#### What you need to do:
Can you quote, word for word, the stretch of the lung cancer staging report from "Transcriptome Analysis of" through "staging and progression."?

#### Given passage:

--------------------------------------------------

Preprint
Brief Report

This version is not peer-reviewed.

Transcriptome Analysis of Lung Cancer Staging

Submitted:

29 October 2025

Posted:

30 October 2025

You are already at the latest version

Abstract
In this report, we analyzed how the profile of gene over-expression is affected by staging in lung squamous cell carcinoma. We found 23, 62 and 169 genes differentially expressed in stages I, II and III. We also validaded previously reported biomarkers for lung cancer diagnosis (ERCC1, AURKA, TPX2, BIRC5, MET, KLK10, TOP2A, PCNA, KRAS, CCNB1, CEP55, TP53, EGFR, CHEK1, CCNB2, RRM1, CDK1, MCC, UBE2C, AURKB, EXT1, PYCR1). All together, this short report points to the fact lung cancer transcriptome is a potential source for studying tumor staging and progression.

--------------------------------------------------

Natural-language descriptions of regions:

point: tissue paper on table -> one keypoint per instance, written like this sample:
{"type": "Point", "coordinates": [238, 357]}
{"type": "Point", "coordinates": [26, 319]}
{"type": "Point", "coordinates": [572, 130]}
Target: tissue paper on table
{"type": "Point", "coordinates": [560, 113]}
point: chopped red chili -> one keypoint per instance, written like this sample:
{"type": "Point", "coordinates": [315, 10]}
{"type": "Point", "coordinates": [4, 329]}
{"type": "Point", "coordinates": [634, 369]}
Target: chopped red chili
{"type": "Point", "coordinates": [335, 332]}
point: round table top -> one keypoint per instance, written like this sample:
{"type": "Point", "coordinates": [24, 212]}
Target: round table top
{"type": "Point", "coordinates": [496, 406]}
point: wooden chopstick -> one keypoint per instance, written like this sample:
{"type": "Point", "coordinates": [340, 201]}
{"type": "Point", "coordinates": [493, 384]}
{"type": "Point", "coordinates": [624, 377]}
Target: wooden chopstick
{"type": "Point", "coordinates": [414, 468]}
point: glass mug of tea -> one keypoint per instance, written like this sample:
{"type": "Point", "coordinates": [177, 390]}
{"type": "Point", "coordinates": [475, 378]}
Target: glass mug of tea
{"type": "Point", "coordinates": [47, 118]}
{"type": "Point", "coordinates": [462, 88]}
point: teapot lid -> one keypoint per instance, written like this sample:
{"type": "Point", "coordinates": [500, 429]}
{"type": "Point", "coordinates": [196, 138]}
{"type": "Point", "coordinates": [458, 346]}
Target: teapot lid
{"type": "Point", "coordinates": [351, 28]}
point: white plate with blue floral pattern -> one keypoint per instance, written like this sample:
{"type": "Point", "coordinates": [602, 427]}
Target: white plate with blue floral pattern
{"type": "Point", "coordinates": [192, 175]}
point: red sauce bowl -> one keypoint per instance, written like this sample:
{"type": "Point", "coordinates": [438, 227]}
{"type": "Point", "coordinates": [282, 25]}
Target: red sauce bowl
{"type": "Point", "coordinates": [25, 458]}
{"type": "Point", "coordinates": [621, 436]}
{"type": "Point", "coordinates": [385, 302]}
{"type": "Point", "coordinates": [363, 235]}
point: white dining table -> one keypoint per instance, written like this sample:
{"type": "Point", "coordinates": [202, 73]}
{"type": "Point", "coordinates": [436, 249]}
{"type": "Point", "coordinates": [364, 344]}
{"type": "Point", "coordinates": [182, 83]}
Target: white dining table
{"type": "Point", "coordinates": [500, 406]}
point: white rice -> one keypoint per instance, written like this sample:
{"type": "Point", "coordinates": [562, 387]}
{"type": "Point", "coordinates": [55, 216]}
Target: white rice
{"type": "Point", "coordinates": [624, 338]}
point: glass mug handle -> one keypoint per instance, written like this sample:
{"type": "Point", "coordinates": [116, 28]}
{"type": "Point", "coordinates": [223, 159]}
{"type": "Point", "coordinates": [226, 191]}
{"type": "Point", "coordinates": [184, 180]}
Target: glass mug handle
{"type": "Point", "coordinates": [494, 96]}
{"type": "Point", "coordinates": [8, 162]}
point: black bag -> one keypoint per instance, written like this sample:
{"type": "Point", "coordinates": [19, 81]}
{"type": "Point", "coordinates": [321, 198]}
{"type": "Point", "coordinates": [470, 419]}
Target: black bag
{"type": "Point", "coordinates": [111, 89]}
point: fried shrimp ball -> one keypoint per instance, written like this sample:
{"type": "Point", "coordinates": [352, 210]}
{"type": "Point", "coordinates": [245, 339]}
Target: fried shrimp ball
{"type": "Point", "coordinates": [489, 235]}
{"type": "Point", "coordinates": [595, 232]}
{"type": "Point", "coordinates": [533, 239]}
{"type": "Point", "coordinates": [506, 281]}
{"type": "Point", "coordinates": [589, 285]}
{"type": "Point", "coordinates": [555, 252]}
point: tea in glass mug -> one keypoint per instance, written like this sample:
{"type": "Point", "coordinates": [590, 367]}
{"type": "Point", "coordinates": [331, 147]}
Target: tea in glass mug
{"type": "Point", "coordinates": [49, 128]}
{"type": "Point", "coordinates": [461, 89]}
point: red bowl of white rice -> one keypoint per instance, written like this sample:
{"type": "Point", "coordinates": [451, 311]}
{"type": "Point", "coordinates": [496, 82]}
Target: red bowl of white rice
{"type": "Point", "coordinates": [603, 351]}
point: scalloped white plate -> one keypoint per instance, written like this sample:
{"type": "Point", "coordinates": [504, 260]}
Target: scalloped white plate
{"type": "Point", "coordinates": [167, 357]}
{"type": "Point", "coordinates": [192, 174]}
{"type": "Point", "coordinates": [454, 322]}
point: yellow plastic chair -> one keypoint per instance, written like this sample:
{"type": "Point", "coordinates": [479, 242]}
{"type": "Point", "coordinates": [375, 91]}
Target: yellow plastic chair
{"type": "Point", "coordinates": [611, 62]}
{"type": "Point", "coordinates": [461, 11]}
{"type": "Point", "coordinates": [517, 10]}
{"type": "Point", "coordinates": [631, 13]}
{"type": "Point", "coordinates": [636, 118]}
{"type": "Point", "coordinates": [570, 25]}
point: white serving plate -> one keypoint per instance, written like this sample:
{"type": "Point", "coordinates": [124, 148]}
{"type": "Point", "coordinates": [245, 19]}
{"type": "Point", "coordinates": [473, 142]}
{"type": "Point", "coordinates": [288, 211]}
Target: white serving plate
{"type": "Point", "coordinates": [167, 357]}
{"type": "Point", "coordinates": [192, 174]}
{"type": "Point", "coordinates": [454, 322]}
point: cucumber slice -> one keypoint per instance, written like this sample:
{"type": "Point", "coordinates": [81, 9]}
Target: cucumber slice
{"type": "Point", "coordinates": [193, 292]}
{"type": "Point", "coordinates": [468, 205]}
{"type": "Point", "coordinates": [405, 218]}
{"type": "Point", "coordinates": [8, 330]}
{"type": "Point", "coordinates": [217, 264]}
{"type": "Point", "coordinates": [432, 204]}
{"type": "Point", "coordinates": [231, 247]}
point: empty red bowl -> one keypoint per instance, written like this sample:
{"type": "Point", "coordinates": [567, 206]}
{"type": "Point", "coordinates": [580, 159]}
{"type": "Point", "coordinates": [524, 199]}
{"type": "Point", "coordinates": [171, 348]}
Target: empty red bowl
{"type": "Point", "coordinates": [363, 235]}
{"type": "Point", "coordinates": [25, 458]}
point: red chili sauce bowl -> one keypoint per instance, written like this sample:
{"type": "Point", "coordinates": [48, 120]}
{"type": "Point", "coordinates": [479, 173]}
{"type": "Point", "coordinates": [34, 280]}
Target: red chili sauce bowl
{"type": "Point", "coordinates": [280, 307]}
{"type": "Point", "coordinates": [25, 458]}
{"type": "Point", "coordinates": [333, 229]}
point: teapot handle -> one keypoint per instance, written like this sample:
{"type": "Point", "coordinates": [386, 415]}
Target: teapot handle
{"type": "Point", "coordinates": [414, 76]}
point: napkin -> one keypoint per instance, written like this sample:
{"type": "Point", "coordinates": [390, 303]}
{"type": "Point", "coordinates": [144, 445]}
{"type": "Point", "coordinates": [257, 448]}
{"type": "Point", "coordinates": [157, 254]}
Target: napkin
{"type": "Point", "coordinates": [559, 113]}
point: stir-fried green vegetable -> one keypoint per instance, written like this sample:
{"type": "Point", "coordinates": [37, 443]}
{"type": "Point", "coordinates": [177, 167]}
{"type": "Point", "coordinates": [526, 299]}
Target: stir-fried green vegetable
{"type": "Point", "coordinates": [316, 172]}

--------------------------------------------------

#### Your solution:
Transcriptome Analysis of Lung Cancer Staging

Submitted:

29 October 2025

Posted:

30 October 2025

You are already at the latest version

Abstract
In this report, we analyzed how the profile of gene over-expression is affected by staging in lung squamous cell carcinoma. We found 23, 62 and 169 genes differentially expressed in stages I, II and III. We also validaded previously reported biomarkers for lung cancer diagnosis (ERCC1, AURKA, TPX2, BIRC5, MET, KLK10, TOP2A, PCNA, KRAS, CCNB1, CEP55, TP53, EGFR, CHEK1, CCNB2, RRM1, CDK1, MCC, UBE2C, AURKB, EXT1, PYCR1). All together, this short report points to the fact lung cancer transcriptome is a potential source for studying tumor staging and progression.